**Challenge**:
Starting at the line that contains "wooden ladder --all" and ending at the end of the entries below, write those lines as a JSON list of strings, one string per line, skipping blank lines. Leave the pictures out of your answer.

**Records for processing**:
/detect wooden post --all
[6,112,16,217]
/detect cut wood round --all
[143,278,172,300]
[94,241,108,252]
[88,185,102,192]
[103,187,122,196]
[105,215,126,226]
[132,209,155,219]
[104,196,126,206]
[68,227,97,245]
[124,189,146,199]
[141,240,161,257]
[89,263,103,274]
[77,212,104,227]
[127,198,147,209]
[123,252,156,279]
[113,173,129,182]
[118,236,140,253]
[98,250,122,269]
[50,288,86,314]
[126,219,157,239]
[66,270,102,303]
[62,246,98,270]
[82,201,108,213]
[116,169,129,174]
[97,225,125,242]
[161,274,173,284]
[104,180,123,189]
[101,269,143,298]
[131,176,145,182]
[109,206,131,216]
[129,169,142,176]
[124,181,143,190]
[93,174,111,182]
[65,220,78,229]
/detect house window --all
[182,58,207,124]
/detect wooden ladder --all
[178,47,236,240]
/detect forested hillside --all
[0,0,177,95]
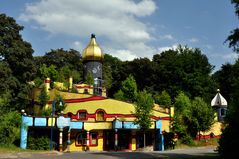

**Answer to this task**:
[
  "/detect wooden ladder --all",
  "[178,47,236,240]",
  "/detect forested hillside --all",
  "[0,0,177,95]"
]